▶ **WRITTEN INSTRUCTION A**
Copy from the Dickinson passage, verbatim, the stretch that begins at the words "The ongoing interest" and stops after "as its brilliance.".

▶ **DOCUMENT PASSAGE**
──────

The ongoing interest in re-editing Emily Dickinson reflects a desire to see her work presented as she penned it rather than altered by editors. Current scholarship recommends that we trust Dickinson's own judgment, rather than that of Todd or Bianchi or Johnson or Shurr, regarding the form of her work. She seems to have wanted her poems to look the way they do in her manuscripts. In theoretical terms, recent Dickinson criticism revisits the intentionality of her writing in order to celebrate its calculation as well as its brilliance.

This paper and the longer study it presages follow in the footsteps of current studies (exemplified by the work of Martha Nell Smith, Ellen Louise Hart, Ralph Franklin, Sharon Cameron, Marta Werner and others) that share an interest in getting us closer to the actual circumstances, feelings and choices embodied in Dickinson's works. I address a question natural to students and scholars alike: when Dickinson sat down to write a poem or a letter, what kind of creative act did she think she was performing? For example, an argument for or against treating certain passages in her letters as poems benefits from a clearer understanding of what she thought a poem was. I take the further step of proposing that Dickinson's thoughts about writing can be illuminated by studying what she and her contemporaries were taught about it. By reconstructing her rhetorical education and milieu, we can paint a picture of the ideas and values of which her practice takes account and thus sort out her accessions, appropriations, revisions and departures.

──────

▶ **WRITTEN INSTRUCTION B**
How many lines of the records contain the string "backpack", counting case? Give only the number.

──────

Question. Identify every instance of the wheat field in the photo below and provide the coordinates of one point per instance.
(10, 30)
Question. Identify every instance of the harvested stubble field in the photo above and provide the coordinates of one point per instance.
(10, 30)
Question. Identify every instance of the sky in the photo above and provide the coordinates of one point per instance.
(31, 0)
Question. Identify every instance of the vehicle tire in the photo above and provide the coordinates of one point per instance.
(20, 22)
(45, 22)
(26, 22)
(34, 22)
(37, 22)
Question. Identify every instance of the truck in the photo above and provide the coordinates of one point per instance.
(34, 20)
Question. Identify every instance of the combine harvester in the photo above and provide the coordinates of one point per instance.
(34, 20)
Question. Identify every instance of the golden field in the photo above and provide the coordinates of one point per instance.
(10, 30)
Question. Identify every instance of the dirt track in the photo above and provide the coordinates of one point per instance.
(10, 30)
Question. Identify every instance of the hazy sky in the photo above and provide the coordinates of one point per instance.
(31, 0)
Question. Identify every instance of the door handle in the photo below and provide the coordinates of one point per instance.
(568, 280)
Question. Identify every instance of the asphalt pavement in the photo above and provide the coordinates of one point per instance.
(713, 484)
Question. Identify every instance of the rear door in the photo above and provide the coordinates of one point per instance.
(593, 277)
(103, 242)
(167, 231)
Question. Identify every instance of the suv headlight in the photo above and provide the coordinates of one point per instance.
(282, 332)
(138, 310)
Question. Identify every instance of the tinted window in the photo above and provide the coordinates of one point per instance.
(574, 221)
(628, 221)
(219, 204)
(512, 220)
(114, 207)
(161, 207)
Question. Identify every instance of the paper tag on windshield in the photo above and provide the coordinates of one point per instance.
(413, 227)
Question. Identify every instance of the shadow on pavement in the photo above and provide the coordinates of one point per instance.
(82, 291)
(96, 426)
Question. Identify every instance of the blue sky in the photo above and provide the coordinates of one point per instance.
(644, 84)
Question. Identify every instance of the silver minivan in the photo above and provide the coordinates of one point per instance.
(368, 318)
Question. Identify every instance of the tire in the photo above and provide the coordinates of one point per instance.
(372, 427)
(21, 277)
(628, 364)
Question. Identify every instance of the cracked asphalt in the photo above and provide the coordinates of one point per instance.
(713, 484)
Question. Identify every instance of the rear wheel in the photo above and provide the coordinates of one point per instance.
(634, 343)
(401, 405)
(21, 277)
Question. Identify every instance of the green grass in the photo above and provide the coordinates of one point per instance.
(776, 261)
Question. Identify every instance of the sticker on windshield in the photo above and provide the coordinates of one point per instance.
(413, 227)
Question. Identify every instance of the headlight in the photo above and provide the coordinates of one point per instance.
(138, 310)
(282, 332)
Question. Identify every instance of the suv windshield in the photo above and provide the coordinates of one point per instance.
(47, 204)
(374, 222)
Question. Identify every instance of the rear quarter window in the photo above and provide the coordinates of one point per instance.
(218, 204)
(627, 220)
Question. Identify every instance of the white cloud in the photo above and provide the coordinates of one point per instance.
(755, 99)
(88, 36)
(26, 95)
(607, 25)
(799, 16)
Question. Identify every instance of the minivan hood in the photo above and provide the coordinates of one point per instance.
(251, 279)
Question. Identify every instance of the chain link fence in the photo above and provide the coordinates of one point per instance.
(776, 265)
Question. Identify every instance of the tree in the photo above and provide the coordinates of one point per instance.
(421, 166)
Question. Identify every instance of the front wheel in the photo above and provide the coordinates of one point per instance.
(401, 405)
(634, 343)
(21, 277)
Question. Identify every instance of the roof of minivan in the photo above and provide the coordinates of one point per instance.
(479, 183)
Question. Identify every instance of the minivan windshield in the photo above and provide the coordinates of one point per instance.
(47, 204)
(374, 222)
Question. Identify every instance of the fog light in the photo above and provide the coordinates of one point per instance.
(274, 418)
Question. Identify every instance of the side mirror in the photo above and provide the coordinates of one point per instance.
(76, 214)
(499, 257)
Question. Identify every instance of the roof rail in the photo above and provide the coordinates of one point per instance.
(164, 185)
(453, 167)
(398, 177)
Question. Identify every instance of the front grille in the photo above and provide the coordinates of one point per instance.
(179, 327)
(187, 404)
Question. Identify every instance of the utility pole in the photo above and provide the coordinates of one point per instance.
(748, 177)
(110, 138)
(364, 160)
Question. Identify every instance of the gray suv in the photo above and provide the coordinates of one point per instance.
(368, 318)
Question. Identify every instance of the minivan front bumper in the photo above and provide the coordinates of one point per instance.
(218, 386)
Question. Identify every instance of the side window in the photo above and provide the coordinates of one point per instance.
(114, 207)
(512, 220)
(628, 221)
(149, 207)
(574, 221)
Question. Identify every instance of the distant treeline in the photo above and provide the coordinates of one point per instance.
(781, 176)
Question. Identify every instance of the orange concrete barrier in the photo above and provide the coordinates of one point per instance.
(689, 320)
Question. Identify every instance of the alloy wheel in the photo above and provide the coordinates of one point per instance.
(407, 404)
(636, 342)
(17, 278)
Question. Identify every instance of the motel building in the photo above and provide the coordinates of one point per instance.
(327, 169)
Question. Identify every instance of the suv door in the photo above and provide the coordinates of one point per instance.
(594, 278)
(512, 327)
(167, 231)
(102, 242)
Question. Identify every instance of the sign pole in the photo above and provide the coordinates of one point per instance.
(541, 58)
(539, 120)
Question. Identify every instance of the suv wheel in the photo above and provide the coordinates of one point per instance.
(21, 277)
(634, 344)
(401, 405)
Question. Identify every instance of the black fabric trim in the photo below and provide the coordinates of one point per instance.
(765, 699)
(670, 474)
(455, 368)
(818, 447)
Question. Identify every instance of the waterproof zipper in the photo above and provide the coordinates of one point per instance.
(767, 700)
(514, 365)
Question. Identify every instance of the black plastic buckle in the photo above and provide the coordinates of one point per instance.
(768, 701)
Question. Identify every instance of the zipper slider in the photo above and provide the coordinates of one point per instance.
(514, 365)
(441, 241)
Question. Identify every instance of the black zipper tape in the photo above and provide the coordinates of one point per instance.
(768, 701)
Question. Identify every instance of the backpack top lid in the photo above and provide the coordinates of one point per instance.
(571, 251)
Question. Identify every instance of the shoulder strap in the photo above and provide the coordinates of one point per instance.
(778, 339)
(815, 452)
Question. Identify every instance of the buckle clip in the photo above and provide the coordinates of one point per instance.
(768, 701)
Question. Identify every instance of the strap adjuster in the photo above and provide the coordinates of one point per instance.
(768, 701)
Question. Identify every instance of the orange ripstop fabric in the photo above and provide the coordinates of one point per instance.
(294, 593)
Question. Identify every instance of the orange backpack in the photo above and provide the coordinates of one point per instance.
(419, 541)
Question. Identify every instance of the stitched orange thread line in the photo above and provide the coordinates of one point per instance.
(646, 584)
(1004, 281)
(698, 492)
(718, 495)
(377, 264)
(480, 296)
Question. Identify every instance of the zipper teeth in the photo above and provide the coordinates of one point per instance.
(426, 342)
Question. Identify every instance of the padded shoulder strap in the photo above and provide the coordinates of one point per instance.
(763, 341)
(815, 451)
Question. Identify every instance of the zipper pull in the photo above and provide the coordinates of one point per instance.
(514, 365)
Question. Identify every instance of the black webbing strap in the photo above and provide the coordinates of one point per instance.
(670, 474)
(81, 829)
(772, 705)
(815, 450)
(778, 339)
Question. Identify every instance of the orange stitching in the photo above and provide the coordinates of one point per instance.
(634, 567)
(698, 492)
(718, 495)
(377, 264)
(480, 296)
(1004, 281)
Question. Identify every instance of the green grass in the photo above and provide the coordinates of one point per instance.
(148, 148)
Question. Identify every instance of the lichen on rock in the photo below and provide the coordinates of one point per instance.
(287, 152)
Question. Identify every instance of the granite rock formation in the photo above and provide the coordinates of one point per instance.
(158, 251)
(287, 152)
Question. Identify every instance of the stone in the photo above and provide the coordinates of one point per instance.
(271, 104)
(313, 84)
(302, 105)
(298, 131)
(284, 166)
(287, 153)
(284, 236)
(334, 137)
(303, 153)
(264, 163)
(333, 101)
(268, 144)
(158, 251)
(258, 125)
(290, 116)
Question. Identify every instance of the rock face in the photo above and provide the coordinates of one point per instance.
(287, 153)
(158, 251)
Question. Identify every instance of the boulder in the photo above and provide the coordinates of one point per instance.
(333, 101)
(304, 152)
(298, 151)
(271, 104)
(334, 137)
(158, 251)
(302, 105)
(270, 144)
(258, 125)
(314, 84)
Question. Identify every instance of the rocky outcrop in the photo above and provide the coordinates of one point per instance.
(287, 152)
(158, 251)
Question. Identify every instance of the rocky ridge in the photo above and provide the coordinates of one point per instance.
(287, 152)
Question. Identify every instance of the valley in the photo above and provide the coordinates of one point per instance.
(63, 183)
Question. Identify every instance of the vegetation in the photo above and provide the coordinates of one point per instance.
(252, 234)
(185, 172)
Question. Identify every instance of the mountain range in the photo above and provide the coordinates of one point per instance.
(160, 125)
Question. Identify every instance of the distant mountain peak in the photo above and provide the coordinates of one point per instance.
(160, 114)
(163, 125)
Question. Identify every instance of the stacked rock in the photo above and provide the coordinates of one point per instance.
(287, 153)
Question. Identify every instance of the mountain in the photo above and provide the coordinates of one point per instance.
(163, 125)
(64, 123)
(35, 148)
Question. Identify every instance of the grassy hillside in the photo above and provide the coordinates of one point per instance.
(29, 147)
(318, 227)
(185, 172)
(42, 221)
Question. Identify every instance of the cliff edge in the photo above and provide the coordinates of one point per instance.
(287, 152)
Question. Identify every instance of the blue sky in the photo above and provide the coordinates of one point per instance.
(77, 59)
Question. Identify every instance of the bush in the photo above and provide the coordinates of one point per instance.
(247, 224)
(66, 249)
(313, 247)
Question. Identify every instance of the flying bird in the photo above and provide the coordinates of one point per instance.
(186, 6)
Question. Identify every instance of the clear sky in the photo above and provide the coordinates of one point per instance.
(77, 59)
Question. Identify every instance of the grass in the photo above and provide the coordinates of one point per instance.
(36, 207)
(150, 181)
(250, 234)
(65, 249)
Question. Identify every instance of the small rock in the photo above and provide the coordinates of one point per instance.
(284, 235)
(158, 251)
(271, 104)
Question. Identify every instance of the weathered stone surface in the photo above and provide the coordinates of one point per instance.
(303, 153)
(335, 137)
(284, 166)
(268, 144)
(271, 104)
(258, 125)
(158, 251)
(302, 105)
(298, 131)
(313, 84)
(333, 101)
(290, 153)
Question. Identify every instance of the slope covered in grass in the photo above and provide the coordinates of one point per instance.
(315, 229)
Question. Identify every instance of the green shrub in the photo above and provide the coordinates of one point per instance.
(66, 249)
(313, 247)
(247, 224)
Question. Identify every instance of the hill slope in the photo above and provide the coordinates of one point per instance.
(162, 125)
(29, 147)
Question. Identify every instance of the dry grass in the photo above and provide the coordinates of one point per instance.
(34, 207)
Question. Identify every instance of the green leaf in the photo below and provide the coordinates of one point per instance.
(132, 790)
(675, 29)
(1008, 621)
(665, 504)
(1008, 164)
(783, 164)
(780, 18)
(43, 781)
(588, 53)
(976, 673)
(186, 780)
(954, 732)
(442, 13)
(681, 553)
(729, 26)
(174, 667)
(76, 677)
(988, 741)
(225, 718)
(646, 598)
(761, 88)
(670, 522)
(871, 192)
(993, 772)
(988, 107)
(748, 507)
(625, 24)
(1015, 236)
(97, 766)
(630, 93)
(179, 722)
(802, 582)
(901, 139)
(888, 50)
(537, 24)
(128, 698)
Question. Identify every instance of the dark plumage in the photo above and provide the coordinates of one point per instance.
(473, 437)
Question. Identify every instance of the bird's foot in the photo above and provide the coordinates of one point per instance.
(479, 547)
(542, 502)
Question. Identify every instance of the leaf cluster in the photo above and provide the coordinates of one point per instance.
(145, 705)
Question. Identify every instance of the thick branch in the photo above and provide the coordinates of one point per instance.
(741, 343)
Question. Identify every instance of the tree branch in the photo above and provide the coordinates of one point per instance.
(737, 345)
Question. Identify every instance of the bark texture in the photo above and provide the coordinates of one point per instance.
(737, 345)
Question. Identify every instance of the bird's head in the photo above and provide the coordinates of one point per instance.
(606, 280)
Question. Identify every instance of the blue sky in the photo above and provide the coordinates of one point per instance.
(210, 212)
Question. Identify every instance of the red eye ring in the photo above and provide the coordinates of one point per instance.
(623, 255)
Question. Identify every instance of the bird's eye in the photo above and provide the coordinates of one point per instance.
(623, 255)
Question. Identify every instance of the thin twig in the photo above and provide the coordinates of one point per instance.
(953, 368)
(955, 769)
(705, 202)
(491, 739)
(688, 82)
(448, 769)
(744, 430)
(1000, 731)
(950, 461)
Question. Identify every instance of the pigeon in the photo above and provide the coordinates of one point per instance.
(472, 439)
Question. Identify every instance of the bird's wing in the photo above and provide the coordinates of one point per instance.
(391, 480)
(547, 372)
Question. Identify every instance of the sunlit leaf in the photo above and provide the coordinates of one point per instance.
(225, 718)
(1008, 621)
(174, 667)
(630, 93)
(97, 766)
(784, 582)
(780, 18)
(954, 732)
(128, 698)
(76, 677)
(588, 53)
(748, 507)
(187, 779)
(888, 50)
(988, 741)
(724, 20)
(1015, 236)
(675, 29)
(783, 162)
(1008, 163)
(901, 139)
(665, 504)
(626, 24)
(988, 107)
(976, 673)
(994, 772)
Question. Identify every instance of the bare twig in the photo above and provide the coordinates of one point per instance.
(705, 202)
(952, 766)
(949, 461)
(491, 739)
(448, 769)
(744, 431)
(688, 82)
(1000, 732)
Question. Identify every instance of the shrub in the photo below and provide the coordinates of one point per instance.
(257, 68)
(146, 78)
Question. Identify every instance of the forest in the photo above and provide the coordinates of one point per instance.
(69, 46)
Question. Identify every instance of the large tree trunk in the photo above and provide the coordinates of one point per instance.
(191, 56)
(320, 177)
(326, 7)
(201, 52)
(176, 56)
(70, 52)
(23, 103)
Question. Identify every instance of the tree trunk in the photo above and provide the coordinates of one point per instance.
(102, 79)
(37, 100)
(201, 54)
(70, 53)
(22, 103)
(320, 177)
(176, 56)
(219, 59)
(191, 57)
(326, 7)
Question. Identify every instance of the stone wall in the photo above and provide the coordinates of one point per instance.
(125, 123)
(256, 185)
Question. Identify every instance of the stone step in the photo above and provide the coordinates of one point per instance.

──────

▶ **FINAL ANSWER A**
The ongoing interest in re-editing Emily Dickinson reflects a desire to see her work presented as she penned it rather than altered by editors. Current scholarship recommends that we trust Dickinson's own judgment, rather than that of Todd or Bianchi or Johnson or Shurr, regarding the form of her work. She seems to have wanted her poems to look the way they do in her manuscripts. In theoretical terms, recent Dickinson criticism revisits the intentionality of her writing in order to celebrate its calculation as well as its brilliance.

▶ **FINAL ANSWER B**
2